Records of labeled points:
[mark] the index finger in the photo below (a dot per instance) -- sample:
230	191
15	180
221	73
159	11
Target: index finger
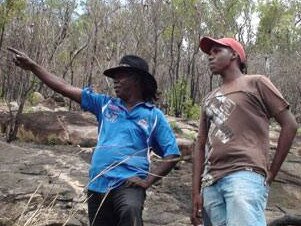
14	50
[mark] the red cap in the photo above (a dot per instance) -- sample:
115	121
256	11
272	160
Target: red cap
206	44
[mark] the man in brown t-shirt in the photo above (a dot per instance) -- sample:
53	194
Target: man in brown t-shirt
231	157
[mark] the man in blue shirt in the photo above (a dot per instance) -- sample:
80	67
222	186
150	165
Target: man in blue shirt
130	126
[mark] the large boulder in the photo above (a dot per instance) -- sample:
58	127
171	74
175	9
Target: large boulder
63	127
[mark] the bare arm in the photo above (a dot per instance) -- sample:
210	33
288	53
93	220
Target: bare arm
57	84
288	131
197	170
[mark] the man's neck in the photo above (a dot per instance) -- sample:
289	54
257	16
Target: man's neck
230	75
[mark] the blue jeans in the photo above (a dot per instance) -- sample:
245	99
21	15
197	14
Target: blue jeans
237	199
122	207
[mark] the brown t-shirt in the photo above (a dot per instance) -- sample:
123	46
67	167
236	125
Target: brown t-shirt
238	136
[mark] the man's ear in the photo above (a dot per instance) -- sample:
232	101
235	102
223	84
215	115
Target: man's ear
234	55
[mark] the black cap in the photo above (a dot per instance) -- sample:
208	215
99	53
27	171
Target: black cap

INSTRUCTIONS TO FOLLOW>
Revise the material above by replacing every occurrence of "a dot per instance" with "one point per instance" and leaving all else unchanged. Leave the pictures out of your version.

ANSWER IN FULL>
[mark] the index finger in the photo below (one point per instance) -- sample:
230	191
15	180
221	73
159	11
Target: index finger
14	50
[mark] the red cap in the photo above (one point per instance) -- sample:
115	121
256	11
272	160
Target: red cap
206	44
[mark] the man in brown t-shirt in the photo above (one point per instance) -- sample:
53	194
Target: man in brown t-shirt
231	157
[mark] the man in blue shirt in the photo above (one point per instance) -- sample:
80	67
222	186
150	165
Target: man in blue shirt
130	126
[mark] the large boulder in the photo above (one point per instance) -- sample:
58	127
171	74
175	9
Target: large boulder
63	127
[mark] the bare arm in the photo above (one point per instance) -- sample:
210	33
288	53
93	220
Target: bare arm
57	84
288	131
197	170
[mark] the man's neck in the photo above (one point per instance) -- sample:
289	54
257	16
Target: man's neck
230	75
[mark] the blue jeans in the photo above (one point per instance) -- sample:
245	99
21	15
197	14
Target: blue jeans
237	199
122	207
[mark] the brown t-shirt in the photo above (one point per instance) -- sample:
123	46
67	167
236	125
Target: brown t-shirt
238	136
[mark] the man's ear in the photo above (one point per instance) -- sample:
232	101
235	102
223	84
215	115
Target: man's ear
234	55
[mark] the black cap in the photo above (one point per instance) -- sample:
208	215
99	53
27	171
Target: black cap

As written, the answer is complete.